■ **Text segment**:
■ ■ ■ ■ ■ ■ ■

The type of person who relies on a drug is one who has an emptiness crying out to be comforted.  The opiate user lacks – and seeks – peace, safety and tranquility while the cocaine user lacks and seeks energy, focus and confidence.   In the end, it is the emotional profile of the person who is taking these drugs that makes all the difference.  In addiction, it is a profile of need for the drug, more psychological than physical.   This need is based on the profile of the person at the time they are taking the medication.  With that said, let us view today’s “opiate epidemic” with the knowledge that there is no such thing as a pill with a mind of it’s own, only a person who seeks relief from emotional stress.

■ ■ ■ ■ ■ ■ ■

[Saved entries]

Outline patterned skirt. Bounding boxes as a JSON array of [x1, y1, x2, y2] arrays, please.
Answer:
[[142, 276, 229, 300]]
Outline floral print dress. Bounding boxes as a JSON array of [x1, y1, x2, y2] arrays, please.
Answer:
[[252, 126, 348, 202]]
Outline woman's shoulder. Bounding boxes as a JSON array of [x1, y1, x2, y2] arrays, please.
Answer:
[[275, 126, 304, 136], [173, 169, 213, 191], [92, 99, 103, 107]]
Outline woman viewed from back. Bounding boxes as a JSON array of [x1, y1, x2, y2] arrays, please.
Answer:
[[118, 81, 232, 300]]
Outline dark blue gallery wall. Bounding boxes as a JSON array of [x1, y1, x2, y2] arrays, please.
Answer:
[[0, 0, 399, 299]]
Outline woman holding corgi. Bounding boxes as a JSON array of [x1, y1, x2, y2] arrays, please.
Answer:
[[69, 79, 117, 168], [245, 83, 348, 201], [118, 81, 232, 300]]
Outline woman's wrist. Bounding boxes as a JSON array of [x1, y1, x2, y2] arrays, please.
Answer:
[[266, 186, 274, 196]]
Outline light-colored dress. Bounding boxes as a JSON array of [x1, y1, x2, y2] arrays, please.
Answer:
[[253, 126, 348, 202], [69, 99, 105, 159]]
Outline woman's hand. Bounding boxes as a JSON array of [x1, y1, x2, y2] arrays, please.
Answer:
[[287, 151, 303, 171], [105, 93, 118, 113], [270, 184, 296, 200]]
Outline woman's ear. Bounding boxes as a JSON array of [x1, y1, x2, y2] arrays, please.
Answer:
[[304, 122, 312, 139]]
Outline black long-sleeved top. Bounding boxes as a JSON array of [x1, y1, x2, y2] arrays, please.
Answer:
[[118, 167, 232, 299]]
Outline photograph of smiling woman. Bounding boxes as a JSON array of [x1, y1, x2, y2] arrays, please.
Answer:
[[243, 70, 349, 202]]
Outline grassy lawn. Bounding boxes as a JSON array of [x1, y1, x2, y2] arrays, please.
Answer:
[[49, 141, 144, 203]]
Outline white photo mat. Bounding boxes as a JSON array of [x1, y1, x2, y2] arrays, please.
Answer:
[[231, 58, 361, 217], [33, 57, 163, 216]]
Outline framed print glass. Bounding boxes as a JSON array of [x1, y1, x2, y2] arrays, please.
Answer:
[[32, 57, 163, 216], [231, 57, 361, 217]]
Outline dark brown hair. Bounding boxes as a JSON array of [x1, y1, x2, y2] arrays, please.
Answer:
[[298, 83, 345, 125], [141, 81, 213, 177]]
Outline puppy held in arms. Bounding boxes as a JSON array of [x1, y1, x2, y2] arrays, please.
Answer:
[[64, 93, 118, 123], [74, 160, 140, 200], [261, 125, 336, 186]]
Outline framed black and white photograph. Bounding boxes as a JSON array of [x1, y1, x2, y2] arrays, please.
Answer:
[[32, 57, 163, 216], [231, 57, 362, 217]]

■ ■ ■ ■ ■ ■ ■

■ **Explore the material**:
- a) In the addiction passage, do these statements agree with it? (i) The opiate user seeks energy, focus and confidence. (ii) The need in addiction is described as more psychological than physical. (iii) The need is based on the person's profile at the time they are taking the medication. For each one, answer yes or no and quote the deciding words.
- b) Set down the stretch of the addiction passage from "The type of" through "from emotional stress.", copying every word and mark precisely.
- c) Resume the passage on addiction after its final sentence and carry its argument forward.

■ **Answers to the problems**:
- a)
(i) No: "The opiate user lacks – and seeks – peace, safety and tranquility"
(ii) Yes: "a profile of need for the drug, more psychological than physical"
(iii) Yes: "This need is based on the profile of the person at the time they are taking the medication"

- b)
The type of person who relies on a drug is one who has an emptiness crying out to be comforted.  The opiate user lacks – and seeks – peace, safety and tranquility while the cocaine user lacks and seeks energy, focus and confidence.   In the end, it is the emotional profile of the person who is taking these drugs that makes all the difference.  In addiction, it is a profile of need for the drug, more psychological than physical.   This need is based on the profile of the person at the time they are taking the medication.  With that said, let us view today’s “opiate epidemic” with the knowledge that there is no such thing as a pill with a mind of it’s own, only a person who seeks relief from emotional stress.

- c)
    By 2016 the number of opiate related deaths by legal prescription exceed that of heroin and cocaine combined.  Most of these deaths were due to the misuse and or mixing of pain medications with alcohol or other drugs (called ‘poly-pharma’) or taking more than was prescribed.  Some were intentional suicides.  The solution, after studying this issue extensively, is one of providing psychological care and physical detoxification in manner that is painless and compassionate.  Jail for addicts is foolish and counterproductive.  The essence of true recovery lies in the replacement of drugs as a crutch by providing a sense of purpose to the victim’s life, a restoration of love and faith providing a reason to live other than for the purpose of using drugs.